▶ _TASK BRIEF_:
Turn every line of the material below into a numbered list, leaving out any blank lines.

▶ _INPUT DATA_:

⁂

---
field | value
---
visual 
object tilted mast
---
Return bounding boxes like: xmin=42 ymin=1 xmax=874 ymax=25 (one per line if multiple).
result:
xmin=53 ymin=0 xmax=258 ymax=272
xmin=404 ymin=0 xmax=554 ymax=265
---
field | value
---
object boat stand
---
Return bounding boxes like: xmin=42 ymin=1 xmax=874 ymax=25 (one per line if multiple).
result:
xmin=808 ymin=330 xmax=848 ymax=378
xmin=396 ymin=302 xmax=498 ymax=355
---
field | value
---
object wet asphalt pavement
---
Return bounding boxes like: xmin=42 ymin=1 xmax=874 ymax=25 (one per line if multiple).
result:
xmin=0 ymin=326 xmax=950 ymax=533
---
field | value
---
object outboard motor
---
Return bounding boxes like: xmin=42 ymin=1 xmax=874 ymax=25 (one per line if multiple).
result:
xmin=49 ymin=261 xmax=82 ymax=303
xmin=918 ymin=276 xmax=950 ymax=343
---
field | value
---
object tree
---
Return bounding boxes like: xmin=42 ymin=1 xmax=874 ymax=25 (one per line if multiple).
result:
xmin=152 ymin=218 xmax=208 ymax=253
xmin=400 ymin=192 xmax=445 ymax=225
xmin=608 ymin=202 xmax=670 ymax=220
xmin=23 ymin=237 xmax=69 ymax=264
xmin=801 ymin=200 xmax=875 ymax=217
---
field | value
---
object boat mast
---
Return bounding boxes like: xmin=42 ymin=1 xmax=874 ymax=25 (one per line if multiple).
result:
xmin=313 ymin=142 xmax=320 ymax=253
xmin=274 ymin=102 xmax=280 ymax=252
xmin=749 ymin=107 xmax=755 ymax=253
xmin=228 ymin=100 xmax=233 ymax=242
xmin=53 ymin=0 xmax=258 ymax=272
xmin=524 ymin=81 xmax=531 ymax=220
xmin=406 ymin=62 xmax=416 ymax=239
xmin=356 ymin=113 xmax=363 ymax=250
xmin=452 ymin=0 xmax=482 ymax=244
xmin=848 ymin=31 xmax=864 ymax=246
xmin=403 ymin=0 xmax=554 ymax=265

⁂

▶ _TASK ANSWER_:
1. ---
2. field | value
3. ---
4. visual 
5. object tilted mast
6. ---
7. Return bounding boxes like: xmin=42 ymin=1 xmax=874 ymax=25 (one per line if multiple).
8. result:
9. xmin=53 ymin=0 xmax=258 ymax=272
10. xmin=404 ymin=0 xmax=554 ymax=265
11. ---
12. field | value
13. ---
14. object boat stand
15. ---
16. Return bounding boxes like: xmin=42 ymin=1 xmax=874 ymax=25 (one per line if multiple).
17. result:
18. xmin=808 ymin=330 xmax=848 ymax=378
19. xmin=396 ymin=302 xmax=498 ymax=355
20. ---
21. field | value
22. ---
23. object wet asphalt pavement
24. ---
25. Return bounding boxes like: xmin=42 ymin=1 xmax=874 ymax=25 (one per line if multiple).
26. result:
27. xmin=0 ymin=326 xmax=950 ymax=533
28. ---
29. field | value
30. ---
31. object outboard motor
32. ---
33. Return bounding boxes like: xmin=42 ymin=1 xmax=874 ymax=25 (one per line if multiple).
34. result:
35. xmin=49 ymin=261 xmax=82 ymax=303
36. xmin=918 ymin=276 xmax=950 ymax=343
37. ---
38. field | value
39. ---
40. object tree
41. ---
42. Return bounding boxes like: xmin=42 ymin=1 xmax=874 ymax=25 (one per line if multiple).
43. result:
44. xmin=152 ymin=218 xmax=208 ymax=253
45. xmin=400 ymin=192 xmax=445 ymax=225
46. xmin=608 ymin=202 xmax=670 ymax=220
47. xmin=23 ymin=237 xmax=69 ymax=264
48. xmin=801 ymin=200 xmax=875 ymax=217
49. ---
50. field | value
51. ---
52. object boat mast
53. ---
54. Return bounding boxes like: xmin=42 ymin=1 xmax=874 ymax=25 (one per line if multiple).
55. result:
56. xmin=313 ymin=142 xmax=320 ymax=253
57. xmin=274 ymin=102 xmax=280 ymax=252
58. xmin=749 ymin=107 xmax=755 ymax=253
59. xmin=228 ymin=100 xmax=233 ymax=242
60. xmin=53 ymin=0 xmax=258 ymax=272
61. xmin=524 ymin=81 xmax=531 ymax=220
62. xmin=406 ymin=62 xmax=416 ymax=239
63. xmin=356 ymin=113 xmax=363 ymax=250
64. xmin=452 ymin=0 xmax=482 ymax=244
65. xmin=848 ymin=31 xmax=864 ymax=246
66. xmin=403 ymin=0 xmax=554 ymax=265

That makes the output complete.